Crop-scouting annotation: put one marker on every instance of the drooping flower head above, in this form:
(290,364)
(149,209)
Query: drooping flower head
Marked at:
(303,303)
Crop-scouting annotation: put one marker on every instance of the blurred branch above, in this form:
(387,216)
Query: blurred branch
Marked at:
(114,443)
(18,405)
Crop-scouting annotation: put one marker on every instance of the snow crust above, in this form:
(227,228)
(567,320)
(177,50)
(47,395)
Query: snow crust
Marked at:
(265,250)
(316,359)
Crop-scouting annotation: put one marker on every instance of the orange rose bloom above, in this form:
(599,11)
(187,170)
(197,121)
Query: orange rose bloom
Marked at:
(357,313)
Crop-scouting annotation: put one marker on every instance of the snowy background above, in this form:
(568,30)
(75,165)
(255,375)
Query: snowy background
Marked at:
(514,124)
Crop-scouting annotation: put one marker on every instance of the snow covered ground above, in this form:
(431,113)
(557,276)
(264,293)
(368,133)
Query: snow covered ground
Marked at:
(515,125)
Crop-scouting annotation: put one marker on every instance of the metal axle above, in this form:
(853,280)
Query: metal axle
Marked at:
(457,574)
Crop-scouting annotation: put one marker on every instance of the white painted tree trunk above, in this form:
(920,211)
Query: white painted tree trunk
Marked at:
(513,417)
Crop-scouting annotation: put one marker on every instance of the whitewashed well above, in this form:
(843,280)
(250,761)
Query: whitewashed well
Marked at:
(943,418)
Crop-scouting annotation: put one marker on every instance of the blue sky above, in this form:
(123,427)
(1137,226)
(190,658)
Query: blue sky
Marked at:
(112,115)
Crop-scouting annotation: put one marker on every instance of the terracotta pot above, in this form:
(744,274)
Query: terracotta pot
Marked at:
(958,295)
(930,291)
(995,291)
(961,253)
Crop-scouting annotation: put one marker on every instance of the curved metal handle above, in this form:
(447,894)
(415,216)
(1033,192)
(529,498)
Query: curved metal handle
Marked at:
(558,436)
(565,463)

Task to carry out.
Print nothing but the lines from the one that contains "of the curved" to the final line of the data, both included, exactly as they read.

Completed task.
Crop-scouting annotation: put one marker on every instance of the curved metal handle above, in this form:
(447,894)
(415,216)
(1033,192)
(529,498)
Query: curved metal handle
Marked at:
(558,436)
(565,463)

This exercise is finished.